**Activity**: In the article about Relmada Therapeutics, what price target did HC Wainwright set when it initiated coverage?

**Passage shown**:
-- Opening Marker --
On Thursday, HC Wainwright initiated coverage on Relmada Therapeutics Inc. (RLMD) with a Buy rating and a $12 price target, putting the spotlight on the company's lead candidate for bladder cancer. The clinical-stage biotech is developing therapies for oncology and central nervous system conditions, with NDV-01 and sepranolone as its main prospects.
Relmada released promising interim data from its Phase 2 trial of NDV-01 for treating non-muscle invasive bladder cancer (NMIBC) back in March. The 12-month results showed a complete response rate of 76%, and that number jumped to 80% in patients who didn't respond to BCG therapy, a standard treatment that's been in short supply. Even more striking, the trial reported a 95% complete response rate at any time in high-risk patients, and 94% in the BCG-unresponsive group.
In April 2026, Relmada filed a provisional patent application with the USPTO covering NDV-01 formulations and treatment methods. If granted, any resulting patents could protect the drug through April 2047, giving the company a long runway to commercialize the therapy.
HC Wainwright analyst Andres Maldonado described NDV-01 as "a next-generation delivery platform for a familiar and increasingly validated intravesical chemotherapy backbone rather than a wholly novel therapeutic modality." In plain English, it's not a brand-new drug mechanism, but a smarter way to deliver an existing chemotherapy cocktail (Gem/Doce) directly into the bladder. That distinction matters because Gem/Doce has already gained traction in NMIBC, especially as BCG shortages have pushed doctors to look for alternatives. But the current way of administering it is a hassle: sequential installations, long chair time, pharmacy coordination, and multi-hour clinic visits. NDV-01 aims to simplify that.
-- Closing Marker --
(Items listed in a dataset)
-- Opening Marker --
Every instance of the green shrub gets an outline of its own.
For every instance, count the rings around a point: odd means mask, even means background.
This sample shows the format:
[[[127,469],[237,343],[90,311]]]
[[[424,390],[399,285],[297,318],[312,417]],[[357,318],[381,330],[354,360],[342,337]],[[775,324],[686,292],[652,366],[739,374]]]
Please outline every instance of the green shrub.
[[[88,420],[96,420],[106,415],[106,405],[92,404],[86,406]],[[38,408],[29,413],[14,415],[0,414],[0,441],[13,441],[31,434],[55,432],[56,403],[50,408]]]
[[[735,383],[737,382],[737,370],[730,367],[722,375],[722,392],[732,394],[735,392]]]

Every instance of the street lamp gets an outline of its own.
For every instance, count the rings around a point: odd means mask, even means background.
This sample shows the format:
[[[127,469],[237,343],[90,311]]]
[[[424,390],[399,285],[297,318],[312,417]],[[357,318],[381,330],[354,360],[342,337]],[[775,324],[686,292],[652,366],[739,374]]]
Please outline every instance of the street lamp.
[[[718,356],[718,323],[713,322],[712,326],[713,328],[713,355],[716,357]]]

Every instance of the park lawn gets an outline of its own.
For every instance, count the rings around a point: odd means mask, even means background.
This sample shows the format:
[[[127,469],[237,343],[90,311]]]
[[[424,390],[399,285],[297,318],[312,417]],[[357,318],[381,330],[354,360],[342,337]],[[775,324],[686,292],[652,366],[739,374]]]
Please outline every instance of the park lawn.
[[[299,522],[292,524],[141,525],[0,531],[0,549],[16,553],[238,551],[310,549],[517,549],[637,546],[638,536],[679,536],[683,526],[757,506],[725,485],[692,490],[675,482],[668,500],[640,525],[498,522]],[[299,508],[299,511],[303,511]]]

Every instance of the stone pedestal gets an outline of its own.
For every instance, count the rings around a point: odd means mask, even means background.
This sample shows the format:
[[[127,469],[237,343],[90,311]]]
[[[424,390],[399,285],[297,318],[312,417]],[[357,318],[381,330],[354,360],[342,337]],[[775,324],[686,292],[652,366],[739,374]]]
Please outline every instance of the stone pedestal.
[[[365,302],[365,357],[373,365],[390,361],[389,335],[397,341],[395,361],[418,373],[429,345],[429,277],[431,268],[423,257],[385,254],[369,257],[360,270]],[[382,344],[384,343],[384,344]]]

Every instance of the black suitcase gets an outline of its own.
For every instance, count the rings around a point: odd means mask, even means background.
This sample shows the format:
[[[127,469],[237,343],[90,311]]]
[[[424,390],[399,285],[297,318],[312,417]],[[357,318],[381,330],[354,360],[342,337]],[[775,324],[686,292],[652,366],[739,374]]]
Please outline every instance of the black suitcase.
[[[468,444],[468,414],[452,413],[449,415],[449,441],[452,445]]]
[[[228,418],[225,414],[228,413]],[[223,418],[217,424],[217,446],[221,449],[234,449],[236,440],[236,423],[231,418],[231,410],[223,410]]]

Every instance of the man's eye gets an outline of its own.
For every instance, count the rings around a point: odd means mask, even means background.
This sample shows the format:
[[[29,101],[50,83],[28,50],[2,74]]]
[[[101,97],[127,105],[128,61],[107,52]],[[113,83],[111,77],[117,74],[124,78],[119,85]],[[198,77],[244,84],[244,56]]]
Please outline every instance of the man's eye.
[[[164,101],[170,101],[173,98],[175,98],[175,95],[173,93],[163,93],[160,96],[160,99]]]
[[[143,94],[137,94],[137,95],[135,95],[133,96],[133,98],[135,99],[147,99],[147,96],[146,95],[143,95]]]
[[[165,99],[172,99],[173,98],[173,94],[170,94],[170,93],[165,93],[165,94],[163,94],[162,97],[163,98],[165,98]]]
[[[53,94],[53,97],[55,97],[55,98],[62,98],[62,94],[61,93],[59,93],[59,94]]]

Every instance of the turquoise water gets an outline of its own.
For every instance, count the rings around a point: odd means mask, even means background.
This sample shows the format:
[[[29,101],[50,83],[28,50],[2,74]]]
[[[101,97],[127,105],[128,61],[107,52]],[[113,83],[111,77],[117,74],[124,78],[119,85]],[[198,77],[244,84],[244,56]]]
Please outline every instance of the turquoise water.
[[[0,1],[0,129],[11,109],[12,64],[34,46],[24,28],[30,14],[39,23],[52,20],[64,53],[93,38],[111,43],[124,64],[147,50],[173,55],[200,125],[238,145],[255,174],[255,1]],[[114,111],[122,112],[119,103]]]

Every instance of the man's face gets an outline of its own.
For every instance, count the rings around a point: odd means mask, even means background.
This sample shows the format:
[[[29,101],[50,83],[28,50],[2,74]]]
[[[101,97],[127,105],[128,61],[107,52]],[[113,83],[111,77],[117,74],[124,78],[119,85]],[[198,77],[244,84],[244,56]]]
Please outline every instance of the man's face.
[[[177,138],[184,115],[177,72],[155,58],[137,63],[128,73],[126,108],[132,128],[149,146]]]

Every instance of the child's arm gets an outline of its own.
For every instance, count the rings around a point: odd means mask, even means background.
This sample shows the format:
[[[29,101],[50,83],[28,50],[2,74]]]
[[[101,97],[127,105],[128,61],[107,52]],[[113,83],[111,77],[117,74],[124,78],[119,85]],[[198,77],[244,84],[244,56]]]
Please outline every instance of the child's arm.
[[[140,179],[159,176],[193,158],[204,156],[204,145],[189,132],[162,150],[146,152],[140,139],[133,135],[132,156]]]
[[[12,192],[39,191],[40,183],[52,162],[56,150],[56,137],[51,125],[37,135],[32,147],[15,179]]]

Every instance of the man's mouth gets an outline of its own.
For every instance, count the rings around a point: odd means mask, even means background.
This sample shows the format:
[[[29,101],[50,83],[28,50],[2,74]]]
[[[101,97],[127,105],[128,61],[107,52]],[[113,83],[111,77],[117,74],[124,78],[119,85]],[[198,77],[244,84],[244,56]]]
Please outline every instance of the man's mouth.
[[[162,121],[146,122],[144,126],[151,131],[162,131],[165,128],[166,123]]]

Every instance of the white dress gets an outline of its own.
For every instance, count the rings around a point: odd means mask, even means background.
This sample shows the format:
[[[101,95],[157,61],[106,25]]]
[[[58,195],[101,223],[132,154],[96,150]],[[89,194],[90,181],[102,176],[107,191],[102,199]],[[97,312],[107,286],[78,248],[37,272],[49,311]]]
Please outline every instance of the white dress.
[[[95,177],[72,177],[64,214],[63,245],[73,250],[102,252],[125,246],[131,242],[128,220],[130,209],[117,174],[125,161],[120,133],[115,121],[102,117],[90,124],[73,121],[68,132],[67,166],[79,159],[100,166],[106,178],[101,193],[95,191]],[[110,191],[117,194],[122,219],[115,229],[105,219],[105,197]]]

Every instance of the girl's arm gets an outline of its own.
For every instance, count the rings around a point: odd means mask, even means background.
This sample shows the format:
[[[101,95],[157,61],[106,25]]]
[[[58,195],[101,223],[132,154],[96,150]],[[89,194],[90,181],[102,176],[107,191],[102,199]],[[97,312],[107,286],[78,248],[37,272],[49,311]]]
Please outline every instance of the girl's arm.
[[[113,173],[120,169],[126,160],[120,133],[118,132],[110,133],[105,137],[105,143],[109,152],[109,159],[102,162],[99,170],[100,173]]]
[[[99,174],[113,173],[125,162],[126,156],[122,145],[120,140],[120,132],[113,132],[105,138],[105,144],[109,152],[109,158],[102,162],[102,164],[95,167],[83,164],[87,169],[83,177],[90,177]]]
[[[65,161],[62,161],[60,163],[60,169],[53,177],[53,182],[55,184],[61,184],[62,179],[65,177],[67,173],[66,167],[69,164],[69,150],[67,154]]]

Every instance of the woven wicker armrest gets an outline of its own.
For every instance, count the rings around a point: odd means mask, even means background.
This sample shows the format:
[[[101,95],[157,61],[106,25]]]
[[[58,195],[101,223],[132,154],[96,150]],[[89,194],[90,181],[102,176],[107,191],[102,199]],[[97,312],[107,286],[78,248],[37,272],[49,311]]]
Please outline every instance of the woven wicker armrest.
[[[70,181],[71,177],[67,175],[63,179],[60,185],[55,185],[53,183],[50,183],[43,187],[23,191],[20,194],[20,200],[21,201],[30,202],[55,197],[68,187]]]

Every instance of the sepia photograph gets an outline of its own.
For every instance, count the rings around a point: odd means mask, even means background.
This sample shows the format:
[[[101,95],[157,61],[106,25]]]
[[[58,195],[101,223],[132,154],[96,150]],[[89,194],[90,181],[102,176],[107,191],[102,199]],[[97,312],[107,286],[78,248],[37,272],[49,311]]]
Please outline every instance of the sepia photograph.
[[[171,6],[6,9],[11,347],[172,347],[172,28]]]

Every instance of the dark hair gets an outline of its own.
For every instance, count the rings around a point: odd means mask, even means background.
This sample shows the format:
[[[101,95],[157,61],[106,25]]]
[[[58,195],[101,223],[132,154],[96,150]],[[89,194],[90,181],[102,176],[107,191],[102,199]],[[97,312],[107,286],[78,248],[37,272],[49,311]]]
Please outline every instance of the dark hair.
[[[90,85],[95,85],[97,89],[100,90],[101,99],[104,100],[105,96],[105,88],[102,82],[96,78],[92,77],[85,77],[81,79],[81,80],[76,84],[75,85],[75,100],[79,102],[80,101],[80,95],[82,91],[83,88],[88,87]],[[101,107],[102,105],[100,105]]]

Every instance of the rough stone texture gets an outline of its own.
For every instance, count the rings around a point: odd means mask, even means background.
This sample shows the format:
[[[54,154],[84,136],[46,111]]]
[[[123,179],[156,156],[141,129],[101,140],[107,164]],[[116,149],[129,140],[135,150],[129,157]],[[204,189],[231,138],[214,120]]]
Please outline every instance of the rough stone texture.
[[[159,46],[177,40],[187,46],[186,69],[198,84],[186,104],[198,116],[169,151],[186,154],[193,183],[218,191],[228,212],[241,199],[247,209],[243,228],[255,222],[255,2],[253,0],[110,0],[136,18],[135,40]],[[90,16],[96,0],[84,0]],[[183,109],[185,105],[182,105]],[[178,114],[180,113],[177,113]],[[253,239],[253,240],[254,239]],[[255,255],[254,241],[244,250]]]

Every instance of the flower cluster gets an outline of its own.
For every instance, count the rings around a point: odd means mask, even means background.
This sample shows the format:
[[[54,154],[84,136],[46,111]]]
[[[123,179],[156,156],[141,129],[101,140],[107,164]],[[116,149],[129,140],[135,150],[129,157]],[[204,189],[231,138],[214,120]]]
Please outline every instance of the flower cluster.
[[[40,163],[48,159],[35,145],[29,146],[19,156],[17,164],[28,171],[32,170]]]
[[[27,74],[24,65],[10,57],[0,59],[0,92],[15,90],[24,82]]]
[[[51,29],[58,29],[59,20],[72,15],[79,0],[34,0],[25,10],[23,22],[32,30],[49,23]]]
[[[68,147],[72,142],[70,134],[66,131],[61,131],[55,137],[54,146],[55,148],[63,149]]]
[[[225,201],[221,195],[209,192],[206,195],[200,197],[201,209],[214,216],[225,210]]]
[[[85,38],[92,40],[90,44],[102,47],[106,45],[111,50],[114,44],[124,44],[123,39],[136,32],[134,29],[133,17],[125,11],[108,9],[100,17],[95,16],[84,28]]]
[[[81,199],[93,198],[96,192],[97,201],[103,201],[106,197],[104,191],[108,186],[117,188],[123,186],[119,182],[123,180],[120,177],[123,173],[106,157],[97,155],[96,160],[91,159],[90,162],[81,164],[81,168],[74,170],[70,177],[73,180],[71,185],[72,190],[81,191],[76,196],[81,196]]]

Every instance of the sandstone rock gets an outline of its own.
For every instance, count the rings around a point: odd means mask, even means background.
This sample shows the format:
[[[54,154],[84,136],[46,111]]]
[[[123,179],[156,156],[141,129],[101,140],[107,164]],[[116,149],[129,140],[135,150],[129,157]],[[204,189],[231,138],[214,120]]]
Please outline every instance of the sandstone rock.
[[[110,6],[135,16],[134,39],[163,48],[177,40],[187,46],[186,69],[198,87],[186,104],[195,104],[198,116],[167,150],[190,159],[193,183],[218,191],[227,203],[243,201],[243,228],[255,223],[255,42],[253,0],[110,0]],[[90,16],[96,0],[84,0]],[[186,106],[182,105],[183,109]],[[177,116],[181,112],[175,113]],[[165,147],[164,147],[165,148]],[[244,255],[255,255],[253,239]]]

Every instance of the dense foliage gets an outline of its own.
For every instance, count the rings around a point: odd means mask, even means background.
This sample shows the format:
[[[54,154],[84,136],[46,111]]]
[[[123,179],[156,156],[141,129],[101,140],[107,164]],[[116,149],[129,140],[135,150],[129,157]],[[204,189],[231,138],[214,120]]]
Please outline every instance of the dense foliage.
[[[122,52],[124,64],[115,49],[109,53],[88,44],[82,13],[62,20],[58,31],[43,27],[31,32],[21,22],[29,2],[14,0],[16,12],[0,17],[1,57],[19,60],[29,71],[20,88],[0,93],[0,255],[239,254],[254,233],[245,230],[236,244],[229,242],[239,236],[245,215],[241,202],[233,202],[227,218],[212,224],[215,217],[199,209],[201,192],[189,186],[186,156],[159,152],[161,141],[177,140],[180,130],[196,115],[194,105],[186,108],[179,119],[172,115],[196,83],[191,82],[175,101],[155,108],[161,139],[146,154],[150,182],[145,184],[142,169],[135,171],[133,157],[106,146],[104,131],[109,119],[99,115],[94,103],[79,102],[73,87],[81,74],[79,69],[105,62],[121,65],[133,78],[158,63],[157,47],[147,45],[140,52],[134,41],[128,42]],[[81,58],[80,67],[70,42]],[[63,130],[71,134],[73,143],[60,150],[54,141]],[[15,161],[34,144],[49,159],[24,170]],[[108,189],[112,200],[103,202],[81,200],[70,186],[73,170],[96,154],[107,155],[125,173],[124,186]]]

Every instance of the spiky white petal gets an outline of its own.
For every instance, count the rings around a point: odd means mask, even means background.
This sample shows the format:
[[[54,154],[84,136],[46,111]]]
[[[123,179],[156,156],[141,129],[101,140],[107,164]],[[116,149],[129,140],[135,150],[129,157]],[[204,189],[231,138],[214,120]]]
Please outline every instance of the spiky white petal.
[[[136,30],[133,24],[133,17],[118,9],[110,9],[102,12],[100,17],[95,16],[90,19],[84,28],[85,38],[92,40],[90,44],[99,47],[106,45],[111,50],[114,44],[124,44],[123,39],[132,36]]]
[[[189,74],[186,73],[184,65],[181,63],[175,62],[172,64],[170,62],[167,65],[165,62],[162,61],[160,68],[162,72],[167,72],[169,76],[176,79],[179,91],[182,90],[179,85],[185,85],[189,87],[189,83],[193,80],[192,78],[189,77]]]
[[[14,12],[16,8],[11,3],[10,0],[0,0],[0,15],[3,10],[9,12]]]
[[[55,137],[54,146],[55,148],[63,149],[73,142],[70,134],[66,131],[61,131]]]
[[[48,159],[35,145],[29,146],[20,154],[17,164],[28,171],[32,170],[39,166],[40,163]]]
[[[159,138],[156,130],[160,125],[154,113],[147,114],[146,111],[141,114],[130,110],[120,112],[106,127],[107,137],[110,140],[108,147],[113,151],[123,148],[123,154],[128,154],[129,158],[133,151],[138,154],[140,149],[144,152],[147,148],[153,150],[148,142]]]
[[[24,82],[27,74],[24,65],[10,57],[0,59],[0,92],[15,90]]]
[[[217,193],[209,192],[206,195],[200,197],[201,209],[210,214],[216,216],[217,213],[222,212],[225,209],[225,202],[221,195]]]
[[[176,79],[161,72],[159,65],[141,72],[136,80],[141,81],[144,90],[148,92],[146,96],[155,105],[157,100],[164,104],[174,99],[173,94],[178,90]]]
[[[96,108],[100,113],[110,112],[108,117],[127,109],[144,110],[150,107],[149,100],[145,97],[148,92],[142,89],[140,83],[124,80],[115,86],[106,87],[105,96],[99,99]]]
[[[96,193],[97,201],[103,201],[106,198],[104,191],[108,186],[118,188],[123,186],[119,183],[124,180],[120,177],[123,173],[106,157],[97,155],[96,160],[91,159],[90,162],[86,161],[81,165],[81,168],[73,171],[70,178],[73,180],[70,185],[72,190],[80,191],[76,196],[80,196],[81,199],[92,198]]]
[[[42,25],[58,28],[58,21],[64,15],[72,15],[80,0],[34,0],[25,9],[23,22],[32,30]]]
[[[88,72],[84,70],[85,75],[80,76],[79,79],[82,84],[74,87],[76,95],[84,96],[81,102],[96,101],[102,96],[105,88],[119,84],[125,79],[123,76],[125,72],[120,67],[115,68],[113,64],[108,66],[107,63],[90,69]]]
-- Closing Marker --
**Finished exercise**: $12